## EXCERPTED PASSAGE
= = = = = = =
Flush Dead Modules

,

there are instances, where a module crashes completely, and updating is not possible for the module,

in this scenario, even uninstalling the module, sometimes is out of the question. and would ussually present errors,

like

cluster/remove-module
Task ID: Copy to clipboard
48a9fc4a-bbfa-4fd7-9a04-c3482ca39102
Traceback (most recent call last):
  File "/var/lib/nethserver/cluster/actions/remove-module/50update", line 72, in <module>
    raise ex
  File "/var/lib/nethserver/cluster/actions/remove-module/50update", line 57, in <module>
    destroy_module_result = agent.tasks.run(
                            ^^^^^^^^^^^^^^^^
  File "/usr/local/agent/pypkg/agent/tasks/run.py", line 39, in run
    results = runp([taskrq], **kwargs)
              ^^^^^^^^^^^^^^^^^^^^^^^^
  File "/usr/local/agent/pypkg/agent/tasks/run.py", line 50, in runp
    return asyncio.run(_runp(tasks, **kwargs))
           ^^^^^^^^^^^^^^^^^^^^^^^^^^^^^^^^^^^
  File "/usr/lib64/python3.11/asyncio/runners.py", line 190, in run
    return runner.run(main)
           ^^^^^^^^^^^^^^^^
  File "/usr/lib64/python3.11/asyncio/runners.py", line 118, in run
    return self._loop.run_until_complete(task)
           ^^^^^^^^^^^^^^^^^^^^^^^^^^^^^^^^^^^
  File "/usr/lib64/python3.11/asyncio/base_events.py", line 654, in run_until_complete
    return future.result()
           ^^^^^^^^^^^^^^^
  File "/usr/local/agent/pypkg/agent/tasks/run.py", line 131, in _runp
    return await asyncio.gather(*runners, return_exceptions=(len(tasks) > 1))
           ^^^^^^^^^^^^^^^^^^^^^^^^^^^^^^^^^^^^^^^^^^^^^^^^^^^^^^^^^^^^^^^^^^
  File "/usr/local/agent/pypkg/agent/tasks/run.py", line 137, in _run_with_protocol
    return await run_redisclient(taskrq, **pconn)
           ^^^^^^^^^^^^^^^^^^^^^^^^^^^^^^^^^^^^^^
  File "/usr/local/agent/pypkg/agent/tasks/redisclient.py", line 77, in run_redisclient
    await _task_submission_check_client_idle(rdb, taskrq, kwargs['check_idle_time'])
  File "/usr/local/agent/pypkg/agent/tasks/redisclient.py", line 41, in _task_submission_check_client_idle
    raise TaskSubmissionCheckFailed(f"Client \"{taskrq['agent_id']}\" was not found")
= = = = = = =
## RAW DATA
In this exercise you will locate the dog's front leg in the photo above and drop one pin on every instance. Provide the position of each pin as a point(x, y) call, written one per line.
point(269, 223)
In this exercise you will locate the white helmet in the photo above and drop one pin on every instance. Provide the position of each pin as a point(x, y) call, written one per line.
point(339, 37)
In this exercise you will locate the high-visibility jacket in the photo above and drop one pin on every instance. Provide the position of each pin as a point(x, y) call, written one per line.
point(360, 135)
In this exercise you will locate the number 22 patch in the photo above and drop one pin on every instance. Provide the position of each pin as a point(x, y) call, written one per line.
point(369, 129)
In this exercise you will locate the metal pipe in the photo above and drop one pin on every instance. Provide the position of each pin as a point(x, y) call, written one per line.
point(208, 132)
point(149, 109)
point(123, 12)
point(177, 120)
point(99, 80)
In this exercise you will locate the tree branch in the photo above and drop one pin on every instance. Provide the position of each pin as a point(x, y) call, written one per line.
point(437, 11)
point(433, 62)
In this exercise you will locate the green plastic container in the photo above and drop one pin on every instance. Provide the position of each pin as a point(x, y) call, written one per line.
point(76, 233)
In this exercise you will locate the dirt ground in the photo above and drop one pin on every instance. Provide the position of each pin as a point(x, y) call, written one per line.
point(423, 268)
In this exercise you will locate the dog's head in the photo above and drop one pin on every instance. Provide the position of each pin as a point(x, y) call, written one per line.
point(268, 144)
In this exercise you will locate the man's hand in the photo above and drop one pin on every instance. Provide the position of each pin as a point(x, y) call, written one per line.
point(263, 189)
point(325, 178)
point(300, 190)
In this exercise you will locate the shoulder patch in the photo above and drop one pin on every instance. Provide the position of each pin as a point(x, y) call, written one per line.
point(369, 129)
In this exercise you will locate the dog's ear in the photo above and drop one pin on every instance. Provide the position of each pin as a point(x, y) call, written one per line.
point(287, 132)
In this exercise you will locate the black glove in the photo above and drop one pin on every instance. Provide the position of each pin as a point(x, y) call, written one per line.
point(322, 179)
= = = = = = =
In the post on flushing dead modules, what does the writer say is sometimes out of the question after a module crashes completely? This material was drawn from a separate source.

Uninstalling the module.